*TASK PROMPT*
Set every record down again, identical to the original.

*ENTRIES SHOWN*
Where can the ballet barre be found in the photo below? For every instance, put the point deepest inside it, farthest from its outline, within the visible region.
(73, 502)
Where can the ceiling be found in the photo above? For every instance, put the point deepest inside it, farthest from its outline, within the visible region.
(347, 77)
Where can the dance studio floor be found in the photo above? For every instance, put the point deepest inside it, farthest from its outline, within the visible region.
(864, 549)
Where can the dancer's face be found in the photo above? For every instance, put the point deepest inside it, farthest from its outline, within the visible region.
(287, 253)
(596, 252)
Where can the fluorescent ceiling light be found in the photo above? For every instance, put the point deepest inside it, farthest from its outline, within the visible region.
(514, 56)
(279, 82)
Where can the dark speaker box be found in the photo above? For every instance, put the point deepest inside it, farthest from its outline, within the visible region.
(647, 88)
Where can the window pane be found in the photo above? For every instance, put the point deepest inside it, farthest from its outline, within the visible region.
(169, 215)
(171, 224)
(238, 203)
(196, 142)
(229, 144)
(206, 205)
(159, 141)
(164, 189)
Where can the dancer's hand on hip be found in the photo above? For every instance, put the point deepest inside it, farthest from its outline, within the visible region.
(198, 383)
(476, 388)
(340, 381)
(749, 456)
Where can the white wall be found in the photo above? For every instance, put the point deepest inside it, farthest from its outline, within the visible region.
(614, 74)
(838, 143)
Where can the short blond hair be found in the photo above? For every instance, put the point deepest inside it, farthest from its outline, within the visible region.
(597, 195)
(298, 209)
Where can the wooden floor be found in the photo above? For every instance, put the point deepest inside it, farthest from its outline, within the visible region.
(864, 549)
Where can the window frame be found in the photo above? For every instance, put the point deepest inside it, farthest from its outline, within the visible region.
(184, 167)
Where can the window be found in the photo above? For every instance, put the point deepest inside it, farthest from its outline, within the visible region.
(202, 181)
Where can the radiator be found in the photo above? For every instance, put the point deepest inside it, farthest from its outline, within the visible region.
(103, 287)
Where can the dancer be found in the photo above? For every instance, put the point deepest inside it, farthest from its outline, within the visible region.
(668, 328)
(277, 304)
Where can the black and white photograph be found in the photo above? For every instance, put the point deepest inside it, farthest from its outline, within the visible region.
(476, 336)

*ANSWER TO THIS EXERCISE*
Where can the ballet barre be found in the photo below? For every instance, put the point deepest inside it, farthest from its outline, within the visible region.
(73, 502)
Where can the ceiling be found in the photo above? For every instance, put the point deepest inside it, farthest from its outline, within the visible region.
(347, 77)
Where can the dance studio floor be found in the photo above? For every instance, put the point deepest inside it, farthest from its outline, within the visible region.
(864, 549)
Where can the dancer's face be found in the photo above? For every instance, put the point deepest inside it, farthest from its outline, within the visible region.
(287, 253)
(596, 252)
Where can the fluorescent ceiling light be found in the photo above? For every instance, put the point deepest inside it, farthest from its outline, within the visible region.
(514, 56)
(279, 82)
Where can the dark speaker box be found in the photo above? For every instance, put the point deepest inside it, farthest from its outline, within the visible region.
(647, 88)
Where can the window pane be found in the photo above? For every instance, put the point deepest inside it, farthest from its outline, within the visible region.
(169, 215)
(171, 224)
(238, 203)
(196, 142)
(229, 144)
(206, 205)
(159, 141)
(164, 189)
Where can the dancer's hand on hip be found in the photo above? For every instance, put the point deepest inside it, farthest from its outline, within the visible region.
(198, 383)
(476, 388)
(340, 381)
(749, 456)
Where can the white wall be found in the photo above? For every instance, put the point deepest inside it, farthest from its outline, within the visible region.
(614, 74)
(838, 143)
Where can the short blond hair be found in the photo above? For every instance, put the point deepest inside it, farthest from its outline, within the visible region.
(597, 195)
(298, 209)
Where can the wooden floor be found in the photo above? For every instance, put the point deepest inside it, farthest from its outline, within the visible region.
(864, 549)
Where can the window frame be found in the photo above? For every instance, put the point deepest inside it, farthest from its outline, within the visible region.
(184, 167)
Where can the window be found in the photo above? For every instance, put the point deepest inside it, farthest from its outline, within the visible region.
(202, 181)
Where can the radiator be found in the photo above? For every instance, put the point deepest inside it, farthest from its outline, within the visible region.
(103, 287)
Where can the dancer be found in the photo above? For every instance, put the point deepest inside it, farthest from its outline, within the visible region.
(668, 328)
(277, 304)
Where can the black and white photograph be found in the photo above? For every instance, put the point deepest inside it, farthest from its outline, within the visible region.
(476, 336)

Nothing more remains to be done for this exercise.